**Segmentation labeling items:**
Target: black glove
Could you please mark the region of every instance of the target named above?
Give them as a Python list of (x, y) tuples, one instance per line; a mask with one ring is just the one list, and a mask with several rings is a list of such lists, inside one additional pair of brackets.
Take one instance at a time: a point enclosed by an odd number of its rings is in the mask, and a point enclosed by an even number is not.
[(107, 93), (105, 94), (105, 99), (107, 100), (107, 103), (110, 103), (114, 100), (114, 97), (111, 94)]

**Do this:** Edit the items above by replacing each occurrence of "instance" with "object", keeping every other part unchanged.

**Exercise result:**
Target: black glove
Could you please mark the region of every object of the target named above?
Give them as a Python list of (x, y) tuples, one object per line; a mask with one ring is just the one list, and a mask with several rings is a list of such lists, inside one additional pair of brackets.
Take one object at a time: a point enclosed by an odd number of its rings is in the mask, and a point enclosed by an even number is not.
[(107, 93), (105, 94), (105, 99), (107, 100), (107, 103), (110, 103), (114, 100), (114, 97), (111, 94)]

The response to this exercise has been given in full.